(Image-grounded pointing data)

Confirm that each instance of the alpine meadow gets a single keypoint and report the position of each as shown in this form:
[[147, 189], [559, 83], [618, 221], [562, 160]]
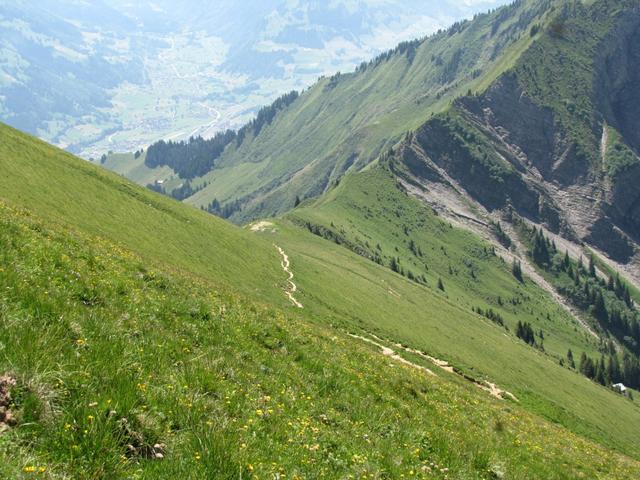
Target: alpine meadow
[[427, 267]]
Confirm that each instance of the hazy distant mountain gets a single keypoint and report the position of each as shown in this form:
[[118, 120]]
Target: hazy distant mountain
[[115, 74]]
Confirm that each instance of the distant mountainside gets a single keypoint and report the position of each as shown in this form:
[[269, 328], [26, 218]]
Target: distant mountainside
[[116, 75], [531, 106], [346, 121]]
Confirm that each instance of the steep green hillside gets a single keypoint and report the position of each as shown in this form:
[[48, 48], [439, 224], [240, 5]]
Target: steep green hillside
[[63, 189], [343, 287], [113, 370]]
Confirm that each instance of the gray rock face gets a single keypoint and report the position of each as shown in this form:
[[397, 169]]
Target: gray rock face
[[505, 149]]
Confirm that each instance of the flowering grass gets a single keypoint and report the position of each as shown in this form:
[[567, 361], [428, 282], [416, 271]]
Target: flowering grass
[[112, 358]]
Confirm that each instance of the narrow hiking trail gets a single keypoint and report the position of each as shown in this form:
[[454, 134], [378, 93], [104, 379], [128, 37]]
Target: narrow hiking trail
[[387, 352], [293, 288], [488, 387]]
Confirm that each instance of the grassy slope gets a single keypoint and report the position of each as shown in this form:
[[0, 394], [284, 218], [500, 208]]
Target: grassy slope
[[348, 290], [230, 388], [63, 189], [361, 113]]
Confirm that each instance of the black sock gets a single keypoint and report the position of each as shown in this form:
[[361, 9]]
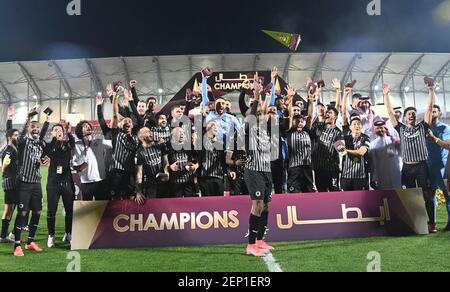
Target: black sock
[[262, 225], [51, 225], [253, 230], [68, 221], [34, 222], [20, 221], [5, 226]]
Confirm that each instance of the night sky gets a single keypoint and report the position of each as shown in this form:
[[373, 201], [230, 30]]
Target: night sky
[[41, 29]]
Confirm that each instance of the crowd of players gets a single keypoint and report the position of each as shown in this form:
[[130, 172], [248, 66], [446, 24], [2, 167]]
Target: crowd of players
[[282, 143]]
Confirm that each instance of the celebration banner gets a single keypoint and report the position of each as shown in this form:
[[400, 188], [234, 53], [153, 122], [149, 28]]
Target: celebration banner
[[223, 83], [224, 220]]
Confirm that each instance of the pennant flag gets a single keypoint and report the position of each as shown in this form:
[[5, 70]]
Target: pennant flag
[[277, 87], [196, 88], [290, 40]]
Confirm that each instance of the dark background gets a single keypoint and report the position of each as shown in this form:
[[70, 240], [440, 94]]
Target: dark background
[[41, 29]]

◆ **Your instructions**: Only a word-for-word repetition of the lines from the one containing "Confirm that each instance of the dark" to the final line of the data above counts as the answer.

◆ **Task response**:
Confirm that each instance of the dark background gets a single keypoint and report the position of each as shown in this form:
[[70, 240], [440, 94]]
Target: dark background
[[41, 29]]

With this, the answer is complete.